>> START Data supplied

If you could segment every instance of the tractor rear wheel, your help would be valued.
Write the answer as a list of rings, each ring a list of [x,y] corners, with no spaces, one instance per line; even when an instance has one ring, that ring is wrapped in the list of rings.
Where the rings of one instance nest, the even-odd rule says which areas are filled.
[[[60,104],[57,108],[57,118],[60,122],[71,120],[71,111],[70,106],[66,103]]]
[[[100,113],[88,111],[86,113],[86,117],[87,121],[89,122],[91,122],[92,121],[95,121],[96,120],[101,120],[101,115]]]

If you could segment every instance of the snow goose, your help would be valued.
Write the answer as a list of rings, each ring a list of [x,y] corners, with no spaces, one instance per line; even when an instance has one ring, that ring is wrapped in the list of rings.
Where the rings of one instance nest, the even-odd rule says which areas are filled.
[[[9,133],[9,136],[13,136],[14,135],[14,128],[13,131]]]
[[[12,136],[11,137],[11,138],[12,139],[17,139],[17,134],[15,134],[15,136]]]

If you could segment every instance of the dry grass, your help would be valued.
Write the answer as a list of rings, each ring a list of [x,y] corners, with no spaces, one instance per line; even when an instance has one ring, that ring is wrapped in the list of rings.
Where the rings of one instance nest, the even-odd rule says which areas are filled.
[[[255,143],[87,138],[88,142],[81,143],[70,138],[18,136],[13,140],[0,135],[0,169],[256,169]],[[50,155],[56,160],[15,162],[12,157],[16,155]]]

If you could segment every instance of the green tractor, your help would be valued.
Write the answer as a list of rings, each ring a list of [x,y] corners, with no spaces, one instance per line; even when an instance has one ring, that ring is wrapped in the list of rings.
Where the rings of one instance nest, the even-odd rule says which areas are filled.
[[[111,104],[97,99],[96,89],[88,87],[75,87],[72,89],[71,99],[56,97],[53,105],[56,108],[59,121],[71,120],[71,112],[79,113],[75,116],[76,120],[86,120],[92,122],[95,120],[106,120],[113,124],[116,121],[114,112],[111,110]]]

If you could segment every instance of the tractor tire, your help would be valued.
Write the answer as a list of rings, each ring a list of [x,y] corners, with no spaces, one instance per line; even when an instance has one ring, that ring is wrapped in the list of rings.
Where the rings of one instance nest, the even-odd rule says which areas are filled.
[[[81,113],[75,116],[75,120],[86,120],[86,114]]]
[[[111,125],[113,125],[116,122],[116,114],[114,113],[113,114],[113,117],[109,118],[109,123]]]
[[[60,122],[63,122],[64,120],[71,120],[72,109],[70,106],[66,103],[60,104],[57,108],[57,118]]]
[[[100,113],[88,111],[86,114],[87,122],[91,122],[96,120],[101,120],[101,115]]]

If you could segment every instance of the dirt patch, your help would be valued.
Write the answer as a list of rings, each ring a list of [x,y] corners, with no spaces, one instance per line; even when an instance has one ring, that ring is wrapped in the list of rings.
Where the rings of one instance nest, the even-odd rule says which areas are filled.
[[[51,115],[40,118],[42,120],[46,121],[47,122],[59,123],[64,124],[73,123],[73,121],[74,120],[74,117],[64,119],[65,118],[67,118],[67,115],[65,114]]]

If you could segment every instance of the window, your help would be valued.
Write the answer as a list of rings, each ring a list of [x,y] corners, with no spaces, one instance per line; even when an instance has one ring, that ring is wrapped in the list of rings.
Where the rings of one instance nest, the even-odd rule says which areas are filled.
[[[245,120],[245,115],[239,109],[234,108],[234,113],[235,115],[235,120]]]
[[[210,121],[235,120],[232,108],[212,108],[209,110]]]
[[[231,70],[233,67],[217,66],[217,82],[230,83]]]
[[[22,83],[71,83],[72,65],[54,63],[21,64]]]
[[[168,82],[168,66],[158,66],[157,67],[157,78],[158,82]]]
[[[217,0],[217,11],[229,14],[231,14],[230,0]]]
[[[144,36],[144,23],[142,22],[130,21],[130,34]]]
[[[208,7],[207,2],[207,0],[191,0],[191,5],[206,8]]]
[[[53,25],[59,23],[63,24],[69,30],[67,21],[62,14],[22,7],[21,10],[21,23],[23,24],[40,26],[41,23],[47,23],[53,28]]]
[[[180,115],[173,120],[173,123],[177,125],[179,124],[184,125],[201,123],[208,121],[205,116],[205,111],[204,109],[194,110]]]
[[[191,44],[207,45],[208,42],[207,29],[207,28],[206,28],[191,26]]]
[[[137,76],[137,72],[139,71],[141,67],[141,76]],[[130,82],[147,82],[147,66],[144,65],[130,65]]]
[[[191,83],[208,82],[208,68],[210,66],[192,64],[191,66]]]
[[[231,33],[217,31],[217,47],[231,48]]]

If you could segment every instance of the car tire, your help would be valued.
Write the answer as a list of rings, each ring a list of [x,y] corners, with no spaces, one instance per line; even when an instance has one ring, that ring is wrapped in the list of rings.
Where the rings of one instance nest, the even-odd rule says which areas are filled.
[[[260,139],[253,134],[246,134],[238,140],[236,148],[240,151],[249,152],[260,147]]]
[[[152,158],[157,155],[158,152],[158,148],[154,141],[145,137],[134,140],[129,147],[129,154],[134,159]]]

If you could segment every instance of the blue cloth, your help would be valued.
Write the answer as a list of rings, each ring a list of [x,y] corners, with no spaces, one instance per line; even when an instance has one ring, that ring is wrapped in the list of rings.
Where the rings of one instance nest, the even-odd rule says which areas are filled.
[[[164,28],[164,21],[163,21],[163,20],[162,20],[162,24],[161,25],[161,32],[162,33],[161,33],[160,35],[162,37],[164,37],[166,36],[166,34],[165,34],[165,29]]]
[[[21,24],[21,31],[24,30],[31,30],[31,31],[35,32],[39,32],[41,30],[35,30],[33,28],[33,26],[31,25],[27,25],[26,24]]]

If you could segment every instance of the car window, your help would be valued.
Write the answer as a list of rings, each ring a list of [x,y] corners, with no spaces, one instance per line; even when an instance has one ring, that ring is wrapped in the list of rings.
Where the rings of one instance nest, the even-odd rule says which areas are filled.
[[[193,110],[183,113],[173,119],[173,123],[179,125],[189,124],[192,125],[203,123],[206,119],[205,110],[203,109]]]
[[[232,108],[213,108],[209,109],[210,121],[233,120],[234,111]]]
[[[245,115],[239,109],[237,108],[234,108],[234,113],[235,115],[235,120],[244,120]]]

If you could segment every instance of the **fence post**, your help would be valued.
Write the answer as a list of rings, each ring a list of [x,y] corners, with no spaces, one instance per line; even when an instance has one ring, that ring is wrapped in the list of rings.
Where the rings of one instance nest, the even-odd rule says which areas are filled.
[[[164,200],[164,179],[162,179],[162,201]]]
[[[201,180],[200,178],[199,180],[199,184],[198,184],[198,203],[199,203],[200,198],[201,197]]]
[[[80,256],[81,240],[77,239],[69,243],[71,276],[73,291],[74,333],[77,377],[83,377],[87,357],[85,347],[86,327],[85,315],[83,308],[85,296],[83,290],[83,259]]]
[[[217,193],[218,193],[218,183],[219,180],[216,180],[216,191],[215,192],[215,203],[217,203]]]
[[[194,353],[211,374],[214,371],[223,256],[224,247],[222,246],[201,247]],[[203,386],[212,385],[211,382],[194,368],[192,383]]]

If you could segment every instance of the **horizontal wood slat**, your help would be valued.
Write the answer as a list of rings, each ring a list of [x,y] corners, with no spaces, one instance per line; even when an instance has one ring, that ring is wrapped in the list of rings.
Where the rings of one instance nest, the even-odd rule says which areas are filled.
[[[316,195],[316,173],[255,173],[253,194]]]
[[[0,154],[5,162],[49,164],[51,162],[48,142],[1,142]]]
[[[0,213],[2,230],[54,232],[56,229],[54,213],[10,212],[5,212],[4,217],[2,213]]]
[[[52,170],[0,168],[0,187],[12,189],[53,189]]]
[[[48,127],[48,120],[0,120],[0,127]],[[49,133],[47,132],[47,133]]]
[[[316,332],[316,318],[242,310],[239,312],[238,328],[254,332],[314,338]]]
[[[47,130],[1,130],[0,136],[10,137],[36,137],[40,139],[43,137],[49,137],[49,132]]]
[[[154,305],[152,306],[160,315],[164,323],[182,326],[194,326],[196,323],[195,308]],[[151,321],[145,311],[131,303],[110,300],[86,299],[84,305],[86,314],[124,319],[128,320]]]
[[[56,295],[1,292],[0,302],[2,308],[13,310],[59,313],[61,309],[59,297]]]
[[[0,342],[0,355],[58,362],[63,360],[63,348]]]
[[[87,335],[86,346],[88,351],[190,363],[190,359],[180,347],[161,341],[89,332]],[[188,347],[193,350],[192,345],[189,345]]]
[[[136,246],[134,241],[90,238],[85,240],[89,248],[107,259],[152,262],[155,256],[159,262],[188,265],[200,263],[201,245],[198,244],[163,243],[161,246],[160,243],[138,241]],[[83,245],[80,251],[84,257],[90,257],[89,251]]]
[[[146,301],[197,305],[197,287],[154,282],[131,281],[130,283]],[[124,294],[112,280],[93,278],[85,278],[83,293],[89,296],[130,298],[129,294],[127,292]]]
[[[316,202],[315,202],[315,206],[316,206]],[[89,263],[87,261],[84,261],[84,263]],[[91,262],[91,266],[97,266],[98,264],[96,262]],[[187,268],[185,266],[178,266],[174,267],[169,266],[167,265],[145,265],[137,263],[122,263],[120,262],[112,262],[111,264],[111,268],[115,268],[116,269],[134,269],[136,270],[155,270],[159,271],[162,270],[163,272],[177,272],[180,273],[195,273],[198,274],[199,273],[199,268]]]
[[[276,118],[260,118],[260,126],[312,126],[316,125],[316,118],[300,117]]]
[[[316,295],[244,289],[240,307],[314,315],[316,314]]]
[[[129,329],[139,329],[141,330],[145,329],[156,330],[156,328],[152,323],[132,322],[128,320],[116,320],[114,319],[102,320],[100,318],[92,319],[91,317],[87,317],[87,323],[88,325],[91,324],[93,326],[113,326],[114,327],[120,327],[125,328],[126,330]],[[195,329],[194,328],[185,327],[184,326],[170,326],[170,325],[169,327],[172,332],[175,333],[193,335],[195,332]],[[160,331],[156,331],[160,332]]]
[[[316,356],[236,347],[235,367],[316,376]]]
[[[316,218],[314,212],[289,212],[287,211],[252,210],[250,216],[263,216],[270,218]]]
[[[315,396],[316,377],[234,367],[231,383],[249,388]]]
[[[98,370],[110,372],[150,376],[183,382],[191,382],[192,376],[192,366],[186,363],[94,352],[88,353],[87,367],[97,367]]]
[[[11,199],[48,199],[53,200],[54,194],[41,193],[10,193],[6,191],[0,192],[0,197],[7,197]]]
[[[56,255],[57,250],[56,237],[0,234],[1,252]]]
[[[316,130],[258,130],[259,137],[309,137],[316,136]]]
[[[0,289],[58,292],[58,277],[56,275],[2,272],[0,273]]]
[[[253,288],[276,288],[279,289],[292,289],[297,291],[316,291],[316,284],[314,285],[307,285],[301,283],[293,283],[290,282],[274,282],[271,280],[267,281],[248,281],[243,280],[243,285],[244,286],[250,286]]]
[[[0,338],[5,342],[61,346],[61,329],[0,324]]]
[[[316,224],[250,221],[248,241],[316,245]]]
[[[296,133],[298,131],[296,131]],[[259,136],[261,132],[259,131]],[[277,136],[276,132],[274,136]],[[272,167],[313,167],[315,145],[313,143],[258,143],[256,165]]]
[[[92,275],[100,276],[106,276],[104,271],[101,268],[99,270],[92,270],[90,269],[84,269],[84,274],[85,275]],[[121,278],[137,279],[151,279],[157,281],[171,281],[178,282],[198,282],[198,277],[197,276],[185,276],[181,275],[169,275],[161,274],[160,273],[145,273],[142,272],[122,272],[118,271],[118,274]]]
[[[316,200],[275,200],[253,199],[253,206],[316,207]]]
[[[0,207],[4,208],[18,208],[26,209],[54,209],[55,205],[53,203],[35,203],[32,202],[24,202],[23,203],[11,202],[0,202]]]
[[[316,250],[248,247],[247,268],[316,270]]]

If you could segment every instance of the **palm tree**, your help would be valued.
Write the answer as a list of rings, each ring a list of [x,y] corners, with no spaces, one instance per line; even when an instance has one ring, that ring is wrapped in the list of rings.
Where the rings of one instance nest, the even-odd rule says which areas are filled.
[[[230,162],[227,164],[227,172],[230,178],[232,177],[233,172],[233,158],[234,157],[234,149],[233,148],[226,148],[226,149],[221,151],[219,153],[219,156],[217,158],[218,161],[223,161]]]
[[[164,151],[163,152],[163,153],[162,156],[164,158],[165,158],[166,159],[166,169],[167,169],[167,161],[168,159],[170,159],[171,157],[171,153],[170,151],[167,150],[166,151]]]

>> END Data supplied

Aim of the task
Copy only this span: the line that contains "If you could segment every instance of the **palm", the last line, and every line between them.

Expected answer
If you could segment every instance of the **palm tree**, your help would be valued.
Write the answer as a list of rings, each ring a list of [x,y] corners, with no spaces, one instance per line; even when an instance has one ring, that ring is wrapped in the list of rings.
Where the rings of one instance nest, the even-odd rule says which areas are filled.
[[[230,162],[227,164],[227,172],[230,178],[232,177],[233,172],[233,158],[234,157],[234,149],[233,148],[226,148],[226,149],[221,151],[219,153],[219,156],[217,158],[218,161],[223,161]]]
[[[164,151],[163,152],[163,153],[162,156],[164,158],[165,158],[166,159],[166,169],[167,169],[167,161],[168,159],[170,159],[171,157],[171,153],[170,151],[167,150],[166,151]]]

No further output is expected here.